Fragment źródłowy.
▼

No dobrze, wystarczy o tych katakumbach. Chwilę odpoczywam pod rosnącym opodal "szmacianym drzewem". Mam w kieszeni przewodnik z krótkim opisem Pafos, ale nie ma tam planu miasta z zaznaczonymi interesującymi miejscami. Na szczęście, średnio mi zależy na dalszym dokładnym zwiedzaniu. Wczorajsze dwa muzea i kościół oraz dzisiejsze groby królewskie z bonusem w postaci zabandażowanego palca już mnie usatysfakcjonowały. Wstępuję do sklepu z pamiątkami i wybieram miniaturowy kubeczek z turystyczną mapą Cypru. Wystarczy: krótka wycieczka to i pamiątka skromna.
Odeon z II wieku naszej ery jest całkiem zwyczajny. Nie robi specjalnego wrażenia. W końcu widziałem już trochę tych amfiteatrów (Epidauros, Palmira, Delfy, Jerash, Olimpia). Ale miło spojrzeć na dzieło starożytnych greckich budowniczych. Dodatkową atrakcją jest tu latarnia morska, wzniesiona w 1888 roku na nadbrzeżnej skale (3.4 euro). Jej biel ładnie kontrastuje z błękitem bezchmurnego nieba. Skaczę chwilę po schodach amfiteatru, później uzupełniam zapasy wody i ruszam w kierunku Agory i dalej do Saranda Colones (Czterdzieści Kolumn), ruin bizantyjskiego zamku. Zbudowany w 1192 roku przez krzyżowców nie przetrzymał trzęsienia ziemi, które nastąpiło w 30 lat później. Niewiele dziś zostało z niego, choć miał trzymetrowe mury, osiem wież i fosę. Wśród resztek fundamentów i fragmentów ścian leżą bezładnie granitowe kolumny. Przystaję przy dwóch fotogenicznych łukach i cierpliwie czekam, aż panienka ze Szwecji skończy robić sesję zdjęciową z rodzicami, a następnie sam zajmuję jej miejsce.

▲

(Zapisy wskazań)
▼

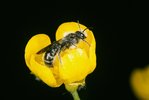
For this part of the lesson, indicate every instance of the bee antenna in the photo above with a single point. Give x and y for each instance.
(86, 42)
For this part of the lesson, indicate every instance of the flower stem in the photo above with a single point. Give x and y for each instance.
(73, 90)
(75, 95)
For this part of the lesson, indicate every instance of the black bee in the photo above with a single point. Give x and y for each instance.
(56, 47)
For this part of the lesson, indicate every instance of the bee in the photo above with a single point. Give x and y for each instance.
(57, 46)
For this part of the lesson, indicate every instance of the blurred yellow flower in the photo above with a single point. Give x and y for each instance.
(76, 64)
(140, 83)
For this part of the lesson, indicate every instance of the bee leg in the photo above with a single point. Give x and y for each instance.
(74, 44)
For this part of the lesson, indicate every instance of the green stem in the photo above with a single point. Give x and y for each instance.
(75, 95)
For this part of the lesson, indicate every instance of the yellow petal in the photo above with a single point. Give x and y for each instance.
(35, 44)
(140, 83)
(74, 66)
(35, 62)
(72, 27)
(44, 73)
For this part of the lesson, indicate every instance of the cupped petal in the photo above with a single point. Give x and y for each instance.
(72, 27)
(35, 62)
(74, 65)
(35, 44)
(43, 72)
(140, 83)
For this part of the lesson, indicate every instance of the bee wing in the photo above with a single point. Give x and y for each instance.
(43, 50)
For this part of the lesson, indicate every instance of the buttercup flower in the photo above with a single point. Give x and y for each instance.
(140, 83)
(76, 63)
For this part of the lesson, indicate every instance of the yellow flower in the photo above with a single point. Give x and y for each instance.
(140, 83)
(76, 64)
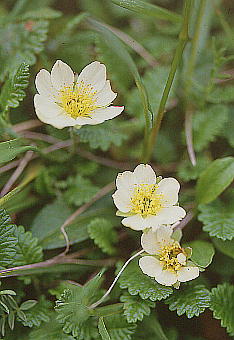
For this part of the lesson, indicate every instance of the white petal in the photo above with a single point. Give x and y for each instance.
(122, 200)
(170, 215)
(149, 242)
(44, 85)
(94, 74)
(144, 174)
(169, 187)
(150, 266)
(164, 234)
(187, 273)
(61, 75)
(107, 113)
(125, 180)
(106, 95)
(135, 222)
(166, 278)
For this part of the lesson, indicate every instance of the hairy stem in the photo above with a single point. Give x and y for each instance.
(183, 39)
(94, 305)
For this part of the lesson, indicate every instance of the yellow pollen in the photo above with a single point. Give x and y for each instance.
(168, 257)
(145, 200)
(78, 100)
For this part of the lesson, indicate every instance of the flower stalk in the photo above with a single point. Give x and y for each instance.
(183, 39)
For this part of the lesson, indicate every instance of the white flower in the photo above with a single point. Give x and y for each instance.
(147, 204)
(167, 262)
(64, 101)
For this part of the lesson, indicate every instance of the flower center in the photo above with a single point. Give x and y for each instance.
(172, 257)
(78, 100)
(145, 200)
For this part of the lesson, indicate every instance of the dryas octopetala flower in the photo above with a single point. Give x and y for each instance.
(167, 261)
(144, 202)
(65, 101)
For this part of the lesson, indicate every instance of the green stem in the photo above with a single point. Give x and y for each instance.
(183, 39)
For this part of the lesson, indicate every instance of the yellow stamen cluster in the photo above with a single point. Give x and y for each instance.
(78, 100)
(168, 257)
(145, 200)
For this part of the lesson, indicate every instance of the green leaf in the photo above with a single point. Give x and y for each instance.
(215, 179)
(27, 249)
(101, 136)
(190, 300)
(24, 43)
(37, 314)
(138, 283)
(72, 307)
(10, 149)
(103, 234)
(202, 253)
(13, 90)
(8, 240)
(217, 219)
(118, 328)
(148, 9)
(222, 305)
(102, 330)
(208, 124)
(226, 247)
(135, 308)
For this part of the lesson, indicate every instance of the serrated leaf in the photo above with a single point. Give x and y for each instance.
(215, 179)
(135, 308)
(148, 9)
(102, 330)
(138, 283)
(217, 219)
(202, 253)
(101, 136)
(226, 247)
(208, 124)
(10, 149)
(38, 314)
(103, 234)
(118, 328)
(27, 249)
(191, 300)
(222, 305)
(8, 240)
(13, 90)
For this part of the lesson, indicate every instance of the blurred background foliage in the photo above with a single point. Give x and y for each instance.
(39, 33)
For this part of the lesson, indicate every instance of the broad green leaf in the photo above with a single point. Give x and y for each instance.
(103, 234)
(190, 300)
(146, 8)
(27, 249)
(217, 219)
(10, 149)
(222, 305)
(8, 240)
(47, 223)
(135, 308)
(118, 328)
(202, 253)
(226, 247)
(13, 90)
(102, 330)
(208, 124)
(215, 179)
(138, 283)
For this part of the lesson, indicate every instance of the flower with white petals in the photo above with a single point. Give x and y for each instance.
(167, 261)
(145, 202)
(65, 101)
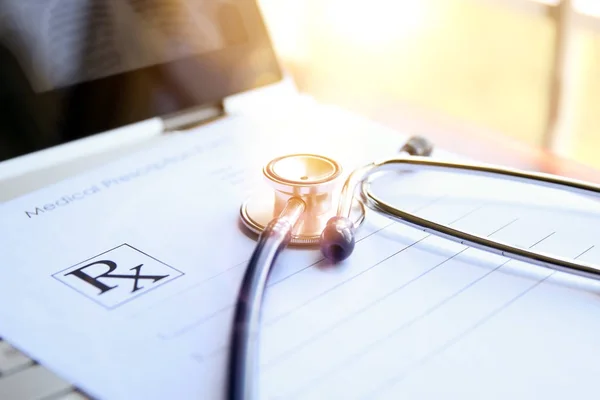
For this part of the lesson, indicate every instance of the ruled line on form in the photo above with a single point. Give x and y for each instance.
(343, 364)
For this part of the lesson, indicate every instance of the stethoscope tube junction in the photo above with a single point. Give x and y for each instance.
(301, 212)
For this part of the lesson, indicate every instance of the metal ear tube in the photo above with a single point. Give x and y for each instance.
(301, 211)
(338, 237)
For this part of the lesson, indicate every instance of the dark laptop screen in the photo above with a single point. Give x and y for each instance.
(69, 69)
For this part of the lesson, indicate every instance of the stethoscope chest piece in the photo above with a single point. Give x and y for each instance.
(312, 178)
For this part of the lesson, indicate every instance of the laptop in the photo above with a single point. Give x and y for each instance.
(85, 83)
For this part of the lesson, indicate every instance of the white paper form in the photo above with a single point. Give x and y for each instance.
(407, 315)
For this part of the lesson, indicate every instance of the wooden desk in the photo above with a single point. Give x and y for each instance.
(451, 134)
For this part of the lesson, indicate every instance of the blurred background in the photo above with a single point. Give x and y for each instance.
(527, 71)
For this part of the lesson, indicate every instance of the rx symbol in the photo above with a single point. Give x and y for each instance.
(103, 287)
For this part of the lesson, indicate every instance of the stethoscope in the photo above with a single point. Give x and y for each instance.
(300, 212)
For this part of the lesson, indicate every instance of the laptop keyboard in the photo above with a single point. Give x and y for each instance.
(22, 378)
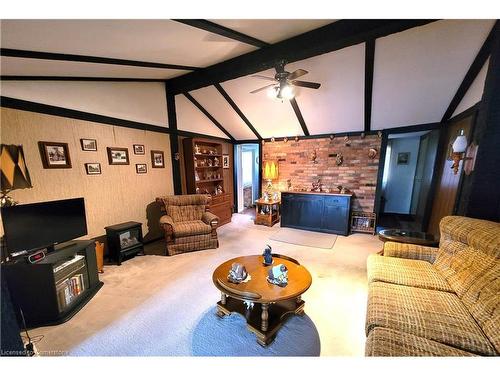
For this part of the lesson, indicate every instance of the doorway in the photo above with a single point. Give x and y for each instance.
(247, 176)
(406, 182)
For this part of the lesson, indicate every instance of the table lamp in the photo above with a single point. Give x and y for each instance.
(14, 173)
(270, 174)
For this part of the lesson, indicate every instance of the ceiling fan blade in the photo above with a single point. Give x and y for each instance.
(262, 88)
(298, 73)
(309, 85)
(264, 77)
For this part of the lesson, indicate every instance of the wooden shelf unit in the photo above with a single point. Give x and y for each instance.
(209, 176)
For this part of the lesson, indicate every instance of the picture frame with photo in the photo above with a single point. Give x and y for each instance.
(118, 156)
(141, 168)
(139, 150)
(93, 168)
(88, 144)
(225, 161)
(157, 159)
(54, 154)
(403, 158)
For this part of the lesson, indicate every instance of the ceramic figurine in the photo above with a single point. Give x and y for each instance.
(237, 273)
(278, 275)
(268, 258)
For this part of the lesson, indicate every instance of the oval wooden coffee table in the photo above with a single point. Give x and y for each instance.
(265, 306)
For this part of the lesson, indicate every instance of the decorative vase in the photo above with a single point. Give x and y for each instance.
(99, 252)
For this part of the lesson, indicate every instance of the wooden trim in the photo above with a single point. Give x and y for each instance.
(210, 117)
(10, 52)
(222, 30)
(472, 73)
(174, 142)
(236, 109)
(300, 118)
(77, 79)
(369, 62)
(332, 37)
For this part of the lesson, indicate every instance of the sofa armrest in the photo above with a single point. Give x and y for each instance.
(410, 251)
(210, 219)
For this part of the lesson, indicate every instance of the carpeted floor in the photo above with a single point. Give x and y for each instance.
(158, 305)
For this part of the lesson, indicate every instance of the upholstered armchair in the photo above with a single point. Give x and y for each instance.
(188, 223)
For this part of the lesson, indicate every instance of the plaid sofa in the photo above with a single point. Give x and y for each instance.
(188, 223)
(444, 301)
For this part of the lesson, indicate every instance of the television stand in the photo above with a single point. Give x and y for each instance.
(54, 289)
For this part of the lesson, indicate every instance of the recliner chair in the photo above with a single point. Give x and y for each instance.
(188, 223)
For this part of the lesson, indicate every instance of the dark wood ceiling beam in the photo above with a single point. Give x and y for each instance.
(206, 113)
(9, 52)
(369, 62)
(300, 118)
(331, 37)
(223, 31)
(237, 109)
(472, 73)
(95, 79)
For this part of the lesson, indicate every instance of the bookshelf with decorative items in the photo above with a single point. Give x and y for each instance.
(204, 174)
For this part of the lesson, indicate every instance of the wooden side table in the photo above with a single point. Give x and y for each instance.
(267, 212)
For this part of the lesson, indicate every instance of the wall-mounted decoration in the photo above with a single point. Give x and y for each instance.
(339, 159)
(139, 150)
(118, 156)
(141, 168)
(88, 144)
(54, 154)
(403, 157)
(157, 159)
(372, 153)
(225, 161)
(93, 168)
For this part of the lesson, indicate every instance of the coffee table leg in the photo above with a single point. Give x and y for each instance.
(264, 316)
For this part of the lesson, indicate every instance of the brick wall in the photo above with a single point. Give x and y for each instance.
(358, 171)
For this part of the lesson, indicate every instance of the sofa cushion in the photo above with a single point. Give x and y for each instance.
(432, 314)
(190, 228)
(386, 342)
(417, 273)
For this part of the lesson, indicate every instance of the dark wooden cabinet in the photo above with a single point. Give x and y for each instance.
(320, 212)
(54, 289)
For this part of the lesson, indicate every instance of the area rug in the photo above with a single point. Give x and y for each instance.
(228, 336)
(304, 238)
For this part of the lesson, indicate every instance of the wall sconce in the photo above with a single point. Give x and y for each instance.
(459, 150)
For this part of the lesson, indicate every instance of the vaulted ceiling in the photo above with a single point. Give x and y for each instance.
(415, 73)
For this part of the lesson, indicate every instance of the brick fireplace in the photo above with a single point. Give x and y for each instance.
(308, 160)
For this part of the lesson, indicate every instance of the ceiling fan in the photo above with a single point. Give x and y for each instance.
(284, 81)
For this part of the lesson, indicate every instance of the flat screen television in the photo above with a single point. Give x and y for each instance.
(29, 227)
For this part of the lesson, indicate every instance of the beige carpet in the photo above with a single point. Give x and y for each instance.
(304, 238)
(178, 291)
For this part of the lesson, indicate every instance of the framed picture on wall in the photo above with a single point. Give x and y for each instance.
(225, 161)
(139, 150)
(88, 144)
(403, 157)
(118, 156)
(54, 154)
(141, 168)
(157, 159)
(93, 168)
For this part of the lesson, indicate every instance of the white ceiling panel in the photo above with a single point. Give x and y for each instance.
(270, 117)
(191, 119)
(163, 41)
(36, 67)
(338, 105)
(135, 101)
(273, 31)
(218, 107)
(418, 71)
(475, 92)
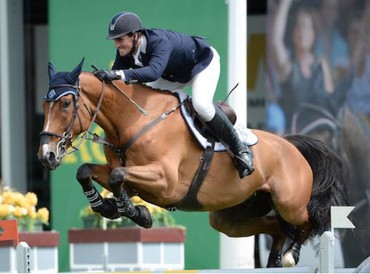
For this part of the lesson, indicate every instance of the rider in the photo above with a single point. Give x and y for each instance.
(170, 60)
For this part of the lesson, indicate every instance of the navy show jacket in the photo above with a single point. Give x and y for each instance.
(174, 56)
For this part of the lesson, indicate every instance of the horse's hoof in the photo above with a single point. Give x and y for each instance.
(291, 256)
(274, 259)
(143, 217)
(107, 209)
(288, 260)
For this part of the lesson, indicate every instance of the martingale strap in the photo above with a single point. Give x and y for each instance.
(190, 201)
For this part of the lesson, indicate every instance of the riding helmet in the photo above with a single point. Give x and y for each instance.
(124, 23)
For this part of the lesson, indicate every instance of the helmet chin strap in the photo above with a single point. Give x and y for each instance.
(135, 46)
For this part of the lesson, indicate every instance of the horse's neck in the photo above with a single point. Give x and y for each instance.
(118, 115)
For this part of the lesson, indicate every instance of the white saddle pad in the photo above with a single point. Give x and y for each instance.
(245, 134)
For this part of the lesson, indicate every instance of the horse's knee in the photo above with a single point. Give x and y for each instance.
(116, 177)
(217, 223)
(83, 173)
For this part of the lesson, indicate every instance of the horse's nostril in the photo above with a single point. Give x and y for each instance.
(51, 157)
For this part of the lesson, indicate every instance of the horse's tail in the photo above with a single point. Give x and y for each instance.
(329, 173)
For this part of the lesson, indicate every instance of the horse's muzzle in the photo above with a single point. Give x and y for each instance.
(48, 160)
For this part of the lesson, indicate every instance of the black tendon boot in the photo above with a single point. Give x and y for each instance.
(225, 131)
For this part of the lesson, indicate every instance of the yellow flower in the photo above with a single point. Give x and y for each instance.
(19, 211)
(8, 198)
(31, 210)
(4, 211)
(31, 199)
(43, 215)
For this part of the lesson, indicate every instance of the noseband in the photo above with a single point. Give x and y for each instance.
(67, 136)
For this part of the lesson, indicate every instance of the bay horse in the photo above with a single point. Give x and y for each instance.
(296, 178)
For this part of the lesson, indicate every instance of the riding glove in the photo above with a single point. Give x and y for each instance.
(108, 75)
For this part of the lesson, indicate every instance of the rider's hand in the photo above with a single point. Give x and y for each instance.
(107, 75)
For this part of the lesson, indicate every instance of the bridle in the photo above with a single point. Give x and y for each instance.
(67, 136)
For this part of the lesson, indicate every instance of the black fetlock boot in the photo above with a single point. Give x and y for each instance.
(224, 130)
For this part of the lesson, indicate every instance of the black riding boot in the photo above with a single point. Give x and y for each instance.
(225, 131)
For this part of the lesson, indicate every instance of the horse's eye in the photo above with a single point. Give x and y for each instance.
(66, 104)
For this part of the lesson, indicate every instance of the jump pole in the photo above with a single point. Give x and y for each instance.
(9, 233)
(339, 219)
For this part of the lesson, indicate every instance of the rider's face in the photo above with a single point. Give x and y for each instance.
(124, 44)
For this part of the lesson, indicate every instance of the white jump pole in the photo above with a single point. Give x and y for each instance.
(23, 258)
(237, 252)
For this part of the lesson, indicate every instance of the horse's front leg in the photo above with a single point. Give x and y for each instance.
(139, 214)
(99, 173)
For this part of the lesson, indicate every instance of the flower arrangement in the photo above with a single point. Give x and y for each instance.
(161, 217)
(15, 205)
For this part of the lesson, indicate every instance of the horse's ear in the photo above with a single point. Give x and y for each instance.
(77, 70)
(51, 70)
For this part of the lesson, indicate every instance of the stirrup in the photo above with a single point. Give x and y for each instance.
(244, 165)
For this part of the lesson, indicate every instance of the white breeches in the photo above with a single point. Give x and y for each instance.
(203, 87)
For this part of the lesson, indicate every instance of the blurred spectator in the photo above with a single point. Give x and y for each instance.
(358, 35)
(303, 77)
(330, 40)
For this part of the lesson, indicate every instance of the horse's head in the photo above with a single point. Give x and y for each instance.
(61, 121)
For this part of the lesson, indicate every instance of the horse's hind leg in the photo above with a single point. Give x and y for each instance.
(139, 214)
(291, 255)
(85, 174)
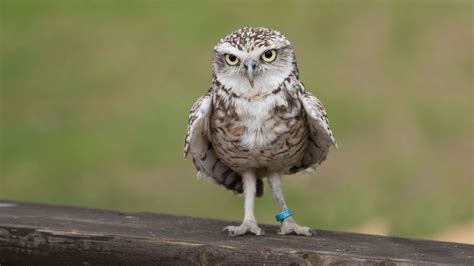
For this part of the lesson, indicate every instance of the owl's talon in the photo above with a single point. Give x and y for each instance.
(290, 227)
(244, 228)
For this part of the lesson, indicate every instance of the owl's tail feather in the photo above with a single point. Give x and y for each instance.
(209, 166)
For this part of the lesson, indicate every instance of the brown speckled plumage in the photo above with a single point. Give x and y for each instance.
(257, 120)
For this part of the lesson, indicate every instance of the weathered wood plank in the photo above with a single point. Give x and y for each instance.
(39, 233)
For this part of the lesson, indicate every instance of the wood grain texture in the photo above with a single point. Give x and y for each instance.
(32, 234)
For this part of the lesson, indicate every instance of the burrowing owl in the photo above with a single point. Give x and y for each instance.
(257, 121)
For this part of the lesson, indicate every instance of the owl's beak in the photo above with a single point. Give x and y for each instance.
(250, 70)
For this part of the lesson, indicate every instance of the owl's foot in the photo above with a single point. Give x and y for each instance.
(245, 228)
(289, 226)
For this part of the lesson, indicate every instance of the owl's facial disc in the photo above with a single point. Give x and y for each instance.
(249, 66)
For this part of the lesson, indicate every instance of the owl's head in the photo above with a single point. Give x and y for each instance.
(254, 59)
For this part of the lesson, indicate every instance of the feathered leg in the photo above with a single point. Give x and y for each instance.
(249, 225)
(288, 226)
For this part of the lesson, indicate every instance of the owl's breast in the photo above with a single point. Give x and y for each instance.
(258, 132)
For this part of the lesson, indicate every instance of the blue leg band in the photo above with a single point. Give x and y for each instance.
(283, 215)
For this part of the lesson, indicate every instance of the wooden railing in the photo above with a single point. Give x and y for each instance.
(34, 234)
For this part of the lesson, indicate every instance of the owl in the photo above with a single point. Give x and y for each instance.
(257, 121)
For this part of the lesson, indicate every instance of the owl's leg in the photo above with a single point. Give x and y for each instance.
(288, 225)
(249, 225)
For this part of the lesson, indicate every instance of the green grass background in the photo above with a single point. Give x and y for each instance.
(95, 97)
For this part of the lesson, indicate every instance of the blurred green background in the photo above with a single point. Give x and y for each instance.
(95, 97)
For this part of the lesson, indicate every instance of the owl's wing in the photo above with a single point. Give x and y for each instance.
(197, 135)
(198, 142)
(321, 136)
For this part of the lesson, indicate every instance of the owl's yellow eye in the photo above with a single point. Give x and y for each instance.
(269, 56)
(231, 59)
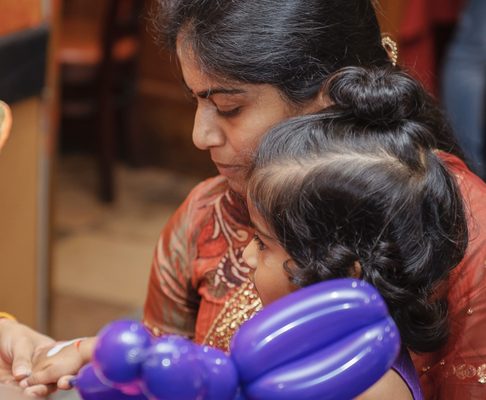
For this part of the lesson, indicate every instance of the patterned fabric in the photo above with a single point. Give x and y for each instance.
(458, 372)
(197, 267)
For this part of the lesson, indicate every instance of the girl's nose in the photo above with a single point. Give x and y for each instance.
(250, 254)
(206, 133)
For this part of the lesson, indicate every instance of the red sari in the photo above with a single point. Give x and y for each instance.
(458, 371)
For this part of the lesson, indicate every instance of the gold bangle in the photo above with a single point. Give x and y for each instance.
(391, 48)
(5, 315)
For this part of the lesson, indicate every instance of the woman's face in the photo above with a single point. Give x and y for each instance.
(231, 117)
(266, 258)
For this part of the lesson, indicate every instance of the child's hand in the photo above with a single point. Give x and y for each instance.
(57, 365)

▲

Twoje zadania.
[A] Przepisz z fragmentu relacji z Pafos wszystko od słów "No dobrze, wystarczy" aż po słowa "i pamiątka skromna.".
[B] W którym roku według fragmentu relacji z Pafos wzniesiono latarnię morską na nadbrzeżnej skale?

Pełne rozwiązania.
[A]
No dobrze, wystarczy o tych katakumbach. Chwilę odpoczywam pod rosnącym opodal "szmacianym drzewem". Mam w kieszeni przewodnik z krótkim opisem Pafos, ale nie ma tam planu miasta z zaznaczonymi interesującymi miejscami. Na szczęście, średnio mi zależy na dalszym dokładnym zwiedzaniu. Wczorajsze dwa muzea i kościół oraz dzisiejsze groby królewskie z bonusem w postaci zabandażowanego palca już mnie usatysfakcjonowały. Wstępuję do sklepu z pamiątkami i wybieram miniaturowy kubeczek z turystyczną mapą Cypru. Wystarczy: krótka wycieczka to i pamiątka skromna.

[B] W 1888 roku.